### Required action:
Pick up the RUNSRA mission statement where it stops and continue it.

=== Reading text ===

Mission Statement
Our goal is to enhance national security by accelerating the discovery, development, and transition of technologies into military and civilian applications through scientific and engineering collaborations with academia, business, industry, and government partners.
The Rice University National Security Research Accelerator (RUNSRA) is setting the stage for bringing new, disruptive research technologies — transformative research — to the National Security enterprise so that it can increase its current and future capabilities. Based on initial funding from the United States Army, RUNSRA is structured to encourage multidisciplinary partnerships across our campus by matching the right people and capabilities to meet specific challenges. These partnerships between world-class researchers at Rice and other institutions will help define innovative paths for modernization of the United States Army, Air Force, Navy, and Marine Corps. RUNSRA researchers will work closely with their counterparts in government and academic laboratories. Transition of research results will be enabled by constant communications between researchers in our laboratories and users in the national security enterprise, including industry and small businesses. Future support will come from the three Services, DARPA, the Office of the Secretary of Defense, the Department of Energy, the Department of Homeland Security, and other Agencies.
The mission of the Rice University National Security Research Accelerator (RUNSRA) is to enhance national security by accelerating the discovery, development, and transition of technologies into military and civilian applications through scientific and engineering collaborations with academia, business, industry, and government partners.

=== Records supplied ===

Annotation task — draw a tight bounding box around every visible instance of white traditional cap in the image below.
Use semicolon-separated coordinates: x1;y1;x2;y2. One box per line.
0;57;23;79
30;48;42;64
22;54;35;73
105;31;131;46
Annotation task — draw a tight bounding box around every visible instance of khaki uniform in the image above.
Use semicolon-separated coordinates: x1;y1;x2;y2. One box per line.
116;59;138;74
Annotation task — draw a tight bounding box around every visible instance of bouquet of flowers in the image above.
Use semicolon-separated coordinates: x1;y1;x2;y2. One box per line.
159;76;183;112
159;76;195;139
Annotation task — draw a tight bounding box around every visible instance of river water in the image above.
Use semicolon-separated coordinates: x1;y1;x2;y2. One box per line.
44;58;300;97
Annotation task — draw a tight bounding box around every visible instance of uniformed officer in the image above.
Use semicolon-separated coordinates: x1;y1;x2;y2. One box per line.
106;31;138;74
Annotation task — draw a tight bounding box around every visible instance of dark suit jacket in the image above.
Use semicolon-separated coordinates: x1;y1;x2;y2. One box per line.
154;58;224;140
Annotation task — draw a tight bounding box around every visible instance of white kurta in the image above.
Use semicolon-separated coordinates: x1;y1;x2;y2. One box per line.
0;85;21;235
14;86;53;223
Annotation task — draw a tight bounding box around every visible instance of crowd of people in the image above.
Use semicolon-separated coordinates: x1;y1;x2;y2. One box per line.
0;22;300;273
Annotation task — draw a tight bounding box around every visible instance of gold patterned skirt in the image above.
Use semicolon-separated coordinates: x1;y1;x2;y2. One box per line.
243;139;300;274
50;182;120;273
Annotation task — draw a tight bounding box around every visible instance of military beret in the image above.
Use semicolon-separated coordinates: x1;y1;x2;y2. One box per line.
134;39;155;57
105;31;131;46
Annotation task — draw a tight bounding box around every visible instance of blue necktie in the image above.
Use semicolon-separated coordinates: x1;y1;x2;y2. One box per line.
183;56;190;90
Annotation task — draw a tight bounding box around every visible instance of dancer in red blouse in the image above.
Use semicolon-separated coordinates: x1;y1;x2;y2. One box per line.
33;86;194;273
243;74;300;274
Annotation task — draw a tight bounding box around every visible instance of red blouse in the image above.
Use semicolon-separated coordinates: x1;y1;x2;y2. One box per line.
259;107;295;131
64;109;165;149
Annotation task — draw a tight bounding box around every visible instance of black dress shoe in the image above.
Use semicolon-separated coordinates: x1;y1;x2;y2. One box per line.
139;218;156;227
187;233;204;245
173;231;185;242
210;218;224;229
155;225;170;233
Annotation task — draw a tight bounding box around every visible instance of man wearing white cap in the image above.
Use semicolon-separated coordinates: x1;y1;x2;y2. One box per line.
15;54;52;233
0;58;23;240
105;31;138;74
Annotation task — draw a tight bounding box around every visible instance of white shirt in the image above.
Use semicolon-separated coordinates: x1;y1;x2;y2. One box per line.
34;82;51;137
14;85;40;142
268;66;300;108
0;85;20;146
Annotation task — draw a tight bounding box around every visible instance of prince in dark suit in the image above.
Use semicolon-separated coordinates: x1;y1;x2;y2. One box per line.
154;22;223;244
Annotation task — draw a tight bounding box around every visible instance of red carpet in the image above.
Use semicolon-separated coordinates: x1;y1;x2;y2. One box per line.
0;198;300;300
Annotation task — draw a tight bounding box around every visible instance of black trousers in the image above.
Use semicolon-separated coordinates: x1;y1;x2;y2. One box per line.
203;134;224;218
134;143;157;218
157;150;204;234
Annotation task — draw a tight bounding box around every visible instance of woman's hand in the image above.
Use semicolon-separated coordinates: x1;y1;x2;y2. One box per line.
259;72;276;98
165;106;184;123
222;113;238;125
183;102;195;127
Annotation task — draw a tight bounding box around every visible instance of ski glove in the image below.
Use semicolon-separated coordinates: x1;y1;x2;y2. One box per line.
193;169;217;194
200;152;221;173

===
=== Records supplied ===

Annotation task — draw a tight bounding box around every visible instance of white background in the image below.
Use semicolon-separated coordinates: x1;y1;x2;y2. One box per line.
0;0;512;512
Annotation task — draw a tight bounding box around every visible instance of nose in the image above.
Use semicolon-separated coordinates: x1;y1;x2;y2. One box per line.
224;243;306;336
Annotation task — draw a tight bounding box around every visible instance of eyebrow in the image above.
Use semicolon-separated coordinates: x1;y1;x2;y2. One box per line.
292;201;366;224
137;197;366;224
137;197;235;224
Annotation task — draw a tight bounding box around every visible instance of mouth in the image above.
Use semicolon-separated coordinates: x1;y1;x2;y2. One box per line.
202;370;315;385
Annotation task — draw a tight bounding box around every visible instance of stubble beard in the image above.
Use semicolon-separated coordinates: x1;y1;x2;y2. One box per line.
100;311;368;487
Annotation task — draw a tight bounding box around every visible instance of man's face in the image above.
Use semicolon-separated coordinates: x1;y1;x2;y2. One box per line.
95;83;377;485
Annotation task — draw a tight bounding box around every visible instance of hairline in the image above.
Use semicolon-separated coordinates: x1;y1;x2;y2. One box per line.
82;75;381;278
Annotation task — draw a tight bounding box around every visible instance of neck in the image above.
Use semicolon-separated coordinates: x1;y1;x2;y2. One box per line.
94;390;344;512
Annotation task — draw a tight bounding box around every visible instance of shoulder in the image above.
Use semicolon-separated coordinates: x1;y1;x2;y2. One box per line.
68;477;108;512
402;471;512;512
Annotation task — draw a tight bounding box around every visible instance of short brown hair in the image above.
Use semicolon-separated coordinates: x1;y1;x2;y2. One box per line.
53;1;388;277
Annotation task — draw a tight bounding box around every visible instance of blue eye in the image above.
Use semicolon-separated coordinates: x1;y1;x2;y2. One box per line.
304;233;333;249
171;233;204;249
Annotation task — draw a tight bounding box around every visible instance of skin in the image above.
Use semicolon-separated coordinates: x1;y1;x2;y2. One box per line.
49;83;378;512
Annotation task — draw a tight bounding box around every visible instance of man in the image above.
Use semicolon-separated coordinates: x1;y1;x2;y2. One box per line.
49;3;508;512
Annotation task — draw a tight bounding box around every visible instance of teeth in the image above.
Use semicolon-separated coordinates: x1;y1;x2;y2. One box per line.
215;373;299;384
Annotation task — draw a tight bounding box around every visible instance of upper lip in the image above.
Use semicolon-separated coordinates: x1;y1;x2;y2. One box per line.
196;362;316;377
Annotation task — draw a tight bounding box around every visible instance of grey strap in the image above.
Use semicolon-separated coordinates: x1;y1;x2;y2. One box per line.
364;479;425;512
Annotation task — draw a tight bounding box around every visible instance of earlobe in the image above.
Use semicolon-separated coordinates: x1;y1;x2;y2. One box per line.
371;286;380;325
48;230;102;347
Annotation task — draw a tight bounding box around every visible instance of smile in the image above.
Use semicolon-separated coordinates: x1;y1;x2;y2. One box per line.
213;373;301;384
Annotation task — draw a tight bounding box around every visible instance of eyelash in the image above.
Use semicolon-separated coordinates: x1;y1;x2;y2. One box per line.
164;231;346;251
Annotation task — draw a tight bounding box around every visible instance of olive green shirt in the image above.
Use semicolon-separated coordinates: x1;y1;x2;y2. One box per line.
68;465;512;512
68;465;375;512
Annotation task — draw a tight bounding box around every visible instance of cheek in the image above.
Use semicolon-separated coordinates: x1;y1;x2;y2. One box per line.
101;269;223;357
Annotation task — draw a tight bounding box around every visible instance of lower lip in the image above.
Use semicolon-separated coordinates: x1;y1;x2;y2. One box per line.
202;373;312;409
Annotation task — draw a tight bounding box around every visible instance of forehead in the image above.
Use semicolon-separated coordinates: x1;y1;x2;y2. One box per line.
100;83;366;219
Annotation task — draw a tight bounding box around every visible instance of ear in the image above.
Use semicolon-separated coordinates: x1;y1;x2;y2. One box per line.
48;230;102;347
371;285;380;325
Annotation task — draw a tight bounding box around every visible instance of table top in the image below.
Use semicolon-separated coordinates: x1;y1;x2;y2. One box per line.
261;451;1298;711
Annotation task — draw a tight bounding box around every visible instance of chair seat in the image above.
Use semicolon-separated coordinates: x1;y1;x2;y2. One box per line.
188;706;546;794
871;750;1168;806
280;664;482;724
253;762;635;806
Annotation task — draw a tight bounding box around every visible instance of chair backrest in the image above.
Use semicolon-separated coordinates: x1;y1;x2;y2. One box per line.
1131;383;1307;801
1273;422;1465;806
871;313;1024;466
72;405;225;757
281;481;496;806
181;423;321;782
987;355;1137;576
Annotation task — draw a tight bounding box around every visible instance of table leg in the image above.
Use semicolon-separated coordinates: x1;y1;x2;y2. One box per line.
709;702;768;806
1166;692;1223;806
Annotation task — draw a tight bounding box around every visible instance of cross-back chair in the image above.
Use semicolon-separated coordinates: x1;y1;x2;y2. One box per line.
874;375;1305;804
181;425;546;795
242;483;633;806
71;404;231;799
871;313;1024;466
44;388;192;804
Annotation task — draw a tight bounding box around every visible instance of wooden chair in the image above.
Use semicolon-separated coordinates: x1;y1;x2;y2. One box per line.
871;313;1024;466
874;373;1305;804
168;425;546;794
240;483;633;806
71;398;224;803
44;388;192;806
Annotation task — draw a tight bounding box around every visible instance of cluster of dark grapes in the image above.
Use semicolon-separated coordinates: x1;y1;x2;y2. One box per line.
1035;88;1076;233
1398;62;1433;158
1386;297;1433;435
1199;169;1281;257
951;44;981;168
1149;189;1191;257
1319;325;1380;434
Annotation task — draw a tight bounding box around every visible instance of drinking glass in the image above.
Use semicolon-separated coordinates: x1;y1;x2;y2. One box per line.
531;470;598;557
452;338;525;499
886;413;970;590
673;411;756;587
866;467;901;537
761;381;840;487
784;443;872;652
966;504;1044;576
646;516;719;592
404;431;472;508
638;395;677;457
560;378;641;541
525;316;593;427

===

### Answer below:
About
The global threat landscape is increasingly complex for United States Army operations. While the primary mission for our forces is to deter, we must also be prepared to prevail through strategic and tactical overmatch. Overmatch can only be achieved by the timely deployment of critical new technologies and capabilities that are directly linked to Army modernization goals. The 2019 Army Modernization Strategy seeks a completely modernized and skilled force capable of conducting Multi-Domain Operations (MDO) by the year 2028 for single theater operations and across multiple theaters by 2035. To achieve the MDO 2028 and 2035 operational capabilities, the Army Futures Command (AFC) identified six modernization goals: long range precision fires, next generation combat vehicles, future vertical lift, network, air and missile defense, and Soldier lethality. As a global leader in advanced materials, Rice University was chosen by AFC to partner with the Army Research Lab (ARL) to realize their goals for new materials and network technologies. Advanced materials underlie the vast majority of new and emerging technologies including semiconductors, communications networks, batteries, computation, energetic materials and even emerging fields such as synthetic biology. We can now manipulate, control and functionalize new materials at the atomic scale. These new materials will revolutionize nearly all aspects of technology. The ARL-Rice University partnership is an integrative research pipeline with two stages: (i) a fundamental scientific emphasis on nanoscale and atomic-level structure for new functionalized materials; and (ii) a focused innovative approach to deliver these discoveries into devices that can allow Warfighters to sense, control, and connect to the world around them. The realization of these goals fundamentally begins with the development of advanced and quantum materials with superior properties, which ultimately drives the capabilities of downstream innovations such as autonomous networking or less CO2-emitting, cleaner-burning fuels and propellants.